> **What is being asked**: Rewrite all of the records below, changing each occurrence of "expected layout" to "required format" and leaving everything else as it is.

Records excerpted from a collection

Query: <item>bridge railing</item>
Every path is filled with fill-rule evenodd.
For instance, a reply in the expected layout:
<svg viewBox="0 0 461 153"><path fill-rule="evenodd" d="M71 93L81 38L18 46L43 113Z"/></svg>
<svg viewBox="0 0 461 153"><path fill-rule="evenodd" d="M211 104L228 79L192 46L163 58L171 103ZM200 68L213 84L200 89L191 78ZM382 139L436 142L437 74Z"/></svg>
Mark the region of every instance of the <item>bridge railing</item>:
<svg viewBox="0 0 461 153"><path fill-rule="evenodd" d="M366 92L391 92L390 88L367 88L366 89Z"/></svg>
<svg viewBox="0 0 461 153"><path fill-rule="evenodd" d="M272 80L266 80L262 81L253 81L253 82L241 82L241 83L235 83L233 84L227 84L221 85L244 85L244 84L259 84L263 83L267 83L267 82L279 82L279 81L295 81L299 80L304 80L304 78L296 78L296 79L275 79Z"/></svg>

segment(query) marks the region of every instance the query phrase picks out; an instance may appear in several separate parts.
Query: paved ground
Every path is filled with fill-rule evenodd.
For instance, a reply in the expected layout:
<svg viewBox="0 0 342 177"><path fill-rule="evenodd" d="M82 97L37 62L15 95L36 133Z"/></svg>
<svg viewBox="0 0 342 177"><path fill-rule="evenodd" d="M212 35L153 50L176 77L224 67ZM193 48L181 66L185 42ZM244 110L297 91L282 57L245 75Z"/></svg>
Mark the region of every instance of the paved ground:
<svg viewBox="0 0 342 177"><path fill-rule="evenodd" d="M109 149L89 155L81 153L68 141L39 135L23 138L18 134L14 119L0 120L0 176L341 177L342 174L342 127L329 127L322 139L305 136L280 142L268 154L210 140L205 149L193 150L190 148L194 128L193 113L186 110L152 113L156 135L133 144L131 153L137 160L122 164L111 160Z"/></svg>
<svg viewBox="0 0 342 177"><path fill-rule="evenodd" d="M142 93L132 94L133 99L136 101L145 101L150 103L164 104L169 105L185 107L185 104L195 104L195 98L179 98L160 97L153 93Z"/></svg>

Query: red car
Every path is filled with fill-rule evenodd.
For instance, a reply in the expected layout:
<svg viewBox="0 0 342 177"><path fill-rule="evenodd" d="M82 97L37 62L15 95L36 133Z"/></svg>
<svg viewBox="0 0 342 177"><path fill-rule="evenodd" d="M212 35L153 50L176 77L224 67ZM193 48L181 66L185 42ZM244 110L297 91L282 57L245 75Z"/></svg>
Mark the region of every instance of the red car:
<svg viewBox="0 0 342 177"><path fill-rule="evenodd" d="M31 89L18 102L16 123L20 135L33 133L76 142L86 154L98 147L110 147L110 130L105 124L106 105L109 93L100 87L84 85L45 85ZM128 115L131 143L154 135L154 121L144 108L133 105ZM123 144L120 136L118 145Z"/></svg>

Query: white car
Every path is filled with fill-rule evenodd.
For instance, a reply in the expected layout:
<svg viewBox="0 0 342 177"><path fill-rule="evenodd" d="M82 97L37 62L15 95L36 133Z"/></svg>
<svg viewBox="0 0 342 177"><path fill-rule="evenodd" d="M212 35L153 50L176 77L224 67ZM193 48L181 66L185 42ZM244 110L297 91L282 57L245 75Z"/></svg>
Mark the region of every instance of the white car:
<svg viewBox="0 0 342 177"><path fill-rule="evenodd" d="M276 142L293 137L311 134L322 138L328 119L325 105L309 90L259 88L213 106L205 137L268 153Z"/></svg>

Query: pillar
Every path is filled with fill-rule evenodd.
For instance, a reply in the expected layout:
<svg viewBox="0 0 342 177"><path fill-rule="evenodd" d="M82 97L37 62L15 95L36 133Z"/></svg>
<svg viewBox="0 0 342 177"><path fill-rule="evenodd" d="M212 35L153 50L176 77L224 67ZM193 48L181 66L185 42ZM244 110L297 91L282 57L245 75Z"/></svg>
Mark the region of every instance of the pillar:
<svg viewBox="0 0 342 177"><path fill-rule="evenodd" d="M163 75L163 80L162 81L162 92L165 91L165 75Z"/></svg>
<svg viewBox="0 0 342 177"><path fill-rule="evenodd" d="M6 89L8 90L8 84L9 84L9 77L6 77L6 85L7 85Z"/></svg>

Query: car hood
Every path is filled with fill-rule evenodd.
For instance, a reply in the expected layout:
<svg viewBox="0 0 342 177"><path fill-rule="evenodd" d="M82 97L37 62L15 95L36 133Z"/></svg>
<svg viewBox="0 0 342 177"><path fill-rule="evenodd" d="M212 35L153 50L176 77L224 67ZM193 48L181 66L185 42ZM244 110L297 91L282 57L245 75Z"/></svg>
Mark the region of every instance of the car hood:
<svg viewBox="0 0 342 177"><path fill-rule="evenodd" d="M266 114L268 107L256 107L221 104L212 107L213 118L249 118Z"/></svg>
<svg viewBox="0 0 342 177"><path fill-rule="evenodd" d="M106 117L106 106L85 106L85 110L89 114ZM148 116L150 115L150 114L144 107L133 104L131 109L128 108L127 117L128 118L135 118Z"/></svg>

> **Worked solution**:
Query: <item>bridge railing</item>
Every path is filled with fill-rule evenodd.
For instance, a reply in the required format:
<svg viewBox="0 0 461 153"><path fill-rule="evenodd" d="M71 93L81 38L18 46L43 113Z"/></svg>
<svg viewBox="0 0 461 153"><path fill-rule="evenodd" d="M211 104L228 79L192 46L163 58L171 103ZM200 68L213 84L200 89L191 78ZM382 139L436 142L437 74Z"/></svg>
Mark the region of every instance of the <item>bridge railing</item>:
<svg viewBox="0 0 461 153"><path fill-rule="evenodd" d="M366 92L391 92L390 88L367 88L366 89Z"/></svg>
<svg viewBox="0 0 461 153"><path fill-rule="evenodd" d="M272 80L266 80L262 81L253 81L253 82L241 82L241 83L235 83L233 84L227 84L221 85L244 85L244 84L259 84L263 83L267 83L267 82L279 82L279 81L295 81L299 80L304 80L304 78L296 78L296 79L275 79Z"/></svg>

segment(query) marks the region of every instance the query phrase picks out; an instance may appear in several separate parts.
Query: paved ground
Every path is filled with fill-rule evenodd.
For instance, a reply in the required format:
<svg viewBox="0 0 342 177"><path fill-rule="evenodd" d="M82 97L37 62L15 95L36 133Z"/></svg>
<svg viewBox="0 0 342 177"><path fill-rule="evenodd" d="M212 35L153 50L176 77L224 67ZM193 48L181 66L185 42ZM244 110L297 91L282 57L245 75Z"/></svg>
Mark the region of every instance of the paved ground:
<svg viewBox="0 0 342 177"><path fill-rule="evenodd" d="M109 149L89 155L81 153L68 141L39 135L23 138L18 134L14 119L0 120L0 176L341 177L342 174L342 127L329 127L322 139L305 136L280 142L268 154L210 140L205 149L193 150L190 148L194 128L193 113L186 110L152 113L156 135L133 144L131 153L137 160L122 164L111 160Z"/></svg>
<svg viewBox="0 0 342 177"><path fill-rule="evenodd" d="M142 93L132 94L133 99L136 101L145 101L150 103L164 104L169 105L185 107L185 104L195 104L195 98L179 98L160 97L153 93Z"/></svg>

Query: red car
Every path is filled with fill-rule evenodd.
For instance, a reply in the required format:
<svg viewBox="0 0 342 177"><path fill-rule="evenodd" d="M82 97L37 62L15 95L36 133Z"/></svg>
<svg viewBox="0 0 342 177"><path fill-rule="evenodd" d="M212 35L153 50L176 77L224 67ZM193 48L181 66L185 42ZM244 110L297 91L282 57L245 75Z"/></svg>
Mark the region of every instance of the red car:
<svg viewBox="0 0 342 177"><path fill-rule="evenodd" d="M31 89L18 102L16 123L20 135L33 133L76 142L86 154L98 147L110 147L110 130L105 124L106 105L109 93L100 87L84 85L45 85ZM128 115L131 143L154 135L154 121L144 108L133 105ZM123 144L120 136L118 145Z"/></svg>

Query: white car
Every path is filled with fill-rule evenodd.
For instance, a reply in the required format:
<svg viewBox="0 0 342 177"><path fill-rule="evenodd" d="M82 97L37 62L15 95L36 133Z"/></svg>
<svg viewBox="0 0 342 177"><path fill-rule="evenodd" d="M212 35L153 50L176 77L224 67ZM193 48L181 66L185 42ZM244 110L297 91L282 57L245 75Z"/></svg>
Mark the region of every instance of the white car:
<svg viewBox="0 0 342 177"><path fill-rule="evenodd" d="M276 142L293 137L311 134L322 138L328 119L325 105L309 90L259 88L213 106L205 137L268 153Z"/></svg>

Query: pillar
Every path is filled with fill-rule evenodd.
For instance, a reply in the required format:
<svg viewBox="0 0 342 177"><path fill-rule="evenodd" d="M82 97L37 62L15 95L36 133Z"/></svg>
<svg viewBox="0 0 342 177"><path fill-rule="evenodd" d="M212 35L153 50L176 77L224 67ZM193 48L181 66L185 42ZM244 110L297 91L282 57L245 75Z"/></svg>
Mark the region of every instance of the pillar:
<svg viewBox="0 0 342 177"><path fill-rule="evenodd" d="M163 75L163 80L162 81L162 92L165 91L165 75Z"/></svg>
<svg viewBox="0 0 342 177"><path fill-rule="evenodd" d="M6 89L8 90L8 84L9 84L9 77L6 77L6 85L7 85Z"/></svg>

Query: car hood
Every path is filled with fill-rule evenodd.
For instance, a reply in the required format:
<svg viewBox="0 0 342 177"><path fill-rule="evenodd" d="M82 97L37 62L15 95L36 133Z"/></svg>
<svg viewBox="0 0 342 177"><path fill-rule="evenodd" d="M212 35L153 50L176 77L224 67ZM193 48L181 66L185 42ZM244 110L297 91L282 57L245 75Z"/></svg>
Mark the region of every instance of the car hood:
<svg viewBox="0 0 342 177"><path fill-rule="evenodd" d="M266 114L268 107L256 107L221 104L212 107L213 118L249 118Z"/></svg>
<svg viewBox="0 0 342 177"><path fill-rule="evenodd" d="M106 117L106 106L85 106L85 110L89 114ZM148 116L150 115L150 114L144 107L133 104L131 109L128 108L127 117L128 118L135 118Z"/></svg>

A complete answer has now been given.